== GOAL ==
Rewrite the records below, from the first line through the line containing "point(426, 54)", inclusive. Raise each coordinate in the answers by 90 and leave everything else as it is.

== MATERIAL ==
■ ■ ■ ■ ■ ■ ■

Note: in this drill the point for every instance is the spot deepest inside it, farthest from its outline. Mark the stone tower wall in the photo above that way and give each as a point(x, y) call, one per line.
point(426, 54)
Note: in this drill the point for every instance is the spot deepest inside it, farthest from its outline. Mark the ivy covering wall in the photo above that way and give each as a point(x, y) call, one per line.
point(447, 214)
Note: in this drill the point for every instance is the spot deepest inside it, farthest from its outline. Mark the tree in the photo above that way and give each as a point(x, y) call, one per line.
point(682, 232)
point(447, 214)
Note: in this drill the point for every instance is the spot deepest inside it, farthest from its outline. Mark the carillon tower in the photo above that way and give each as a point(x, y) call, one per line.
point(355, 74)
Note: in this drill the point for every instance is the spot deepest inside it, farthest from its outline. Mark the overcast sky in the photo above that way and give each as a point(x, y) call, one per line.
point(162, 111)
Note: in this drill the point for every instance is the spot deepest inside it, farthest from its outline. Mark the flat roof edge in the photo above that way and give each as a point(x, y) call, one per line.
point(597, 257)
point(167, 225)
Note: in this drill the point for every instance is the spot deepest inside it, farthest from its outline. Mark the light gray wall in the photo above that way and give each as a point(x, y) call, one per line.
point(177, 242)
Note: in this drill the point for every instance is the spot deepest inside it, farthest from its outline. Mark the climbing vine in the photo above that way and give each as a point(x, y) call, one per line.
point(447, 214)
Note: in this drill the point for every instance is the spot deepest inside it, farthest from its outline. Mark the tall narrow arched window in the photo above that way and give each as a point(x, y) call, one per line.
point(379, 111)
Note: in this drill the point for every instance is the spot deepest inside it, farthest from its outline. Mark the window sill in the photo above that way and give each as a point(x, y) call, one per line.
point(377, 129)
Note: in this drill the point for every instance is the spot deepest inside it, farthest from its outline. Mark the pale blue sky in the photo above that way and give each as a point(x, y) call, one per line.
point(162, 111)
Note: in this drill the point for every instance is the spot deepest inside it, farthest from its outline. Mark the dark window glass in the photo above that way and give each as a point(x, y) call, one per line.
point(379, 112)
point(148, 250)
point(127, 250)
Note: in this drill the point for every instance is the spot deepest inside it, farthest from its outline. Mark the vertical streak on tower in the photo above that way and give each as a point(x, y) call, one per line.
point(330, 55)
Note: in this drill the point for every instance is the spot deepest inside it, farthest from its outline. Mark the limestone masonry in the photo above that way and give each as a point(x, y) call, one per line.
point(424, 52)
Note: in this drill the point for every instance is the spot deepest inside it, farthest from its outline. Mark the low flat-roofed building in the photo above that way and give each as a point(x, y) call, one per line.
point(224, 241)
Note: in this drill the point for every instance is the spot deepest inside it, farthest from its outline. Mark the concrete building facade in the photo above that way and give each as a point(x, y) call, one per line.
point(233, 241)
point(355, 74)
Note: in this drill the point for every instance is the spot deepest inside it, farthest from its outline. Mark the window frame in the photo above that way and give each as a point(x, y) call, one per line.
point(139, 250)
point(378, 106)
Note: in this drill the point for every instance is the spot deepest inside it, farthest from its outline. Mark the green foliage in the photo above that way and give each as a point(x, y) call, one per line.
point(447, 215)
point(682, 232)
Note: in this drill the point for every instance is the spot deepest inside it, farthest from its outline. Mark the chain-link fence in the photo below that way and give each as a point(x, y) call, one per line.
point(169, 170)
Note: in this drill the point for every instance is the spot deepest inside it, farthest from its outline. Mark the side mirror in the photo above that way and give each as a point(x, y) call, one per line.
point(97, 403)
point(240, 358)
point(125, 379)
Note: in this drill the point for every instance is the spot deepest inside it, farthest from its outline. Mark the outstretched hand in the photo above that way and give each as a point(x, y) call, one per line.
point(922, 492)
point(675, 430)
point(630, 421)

■ ■ ■ ■ ■ ■ ■

== TASK SOLUTION ==
Note: in this drill the point for every instance is the spot deepest inside it, farthest from its outline. Mark the stone tower wall in the photo above that way and give each as a point(x, y) call, one per line.
point(516, 144)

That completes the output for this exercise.